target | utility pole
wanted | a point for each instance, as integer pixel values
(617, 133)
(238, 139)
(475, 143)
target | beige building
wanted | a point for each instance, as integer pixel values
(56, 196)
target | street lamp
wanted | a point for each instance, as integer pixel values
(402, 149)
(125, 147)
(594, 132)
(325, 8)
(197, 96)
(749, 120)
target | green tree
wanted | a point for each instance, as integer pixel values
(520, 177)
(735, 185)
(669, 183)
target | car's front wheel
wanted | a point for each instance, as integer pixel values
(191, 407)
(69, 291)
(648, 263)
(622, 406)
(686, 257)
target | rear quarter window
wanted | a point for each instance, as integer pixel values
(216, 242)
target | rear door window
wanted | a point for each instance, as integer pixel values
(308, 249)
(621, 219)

■ EXERCISE PROMPT ■
Quote the records above exactly, from the first line through the line containing "target | car's front wheel", and nothing more.

■ RESULT OF THIS EXERCISE ■
target | utility pole
wanted | a point for each instance, as integer pixel values
(617, 133)
(238, 139)
(475, 143)
target | beige building
wanted | a point for each instance, as integer pixel values
(56, 196)
target | street lamp
wanted | a point for each instance, as integer pixel values
(402, 149)
(125, 147)
(594, 132)
(325, 8)
(197, 96)
(749, 120)
target | green tree
wanted | a point for each instance, as integer pixel values
(520, 177)
(735, 185)
(669, 183)
target | car's front wheel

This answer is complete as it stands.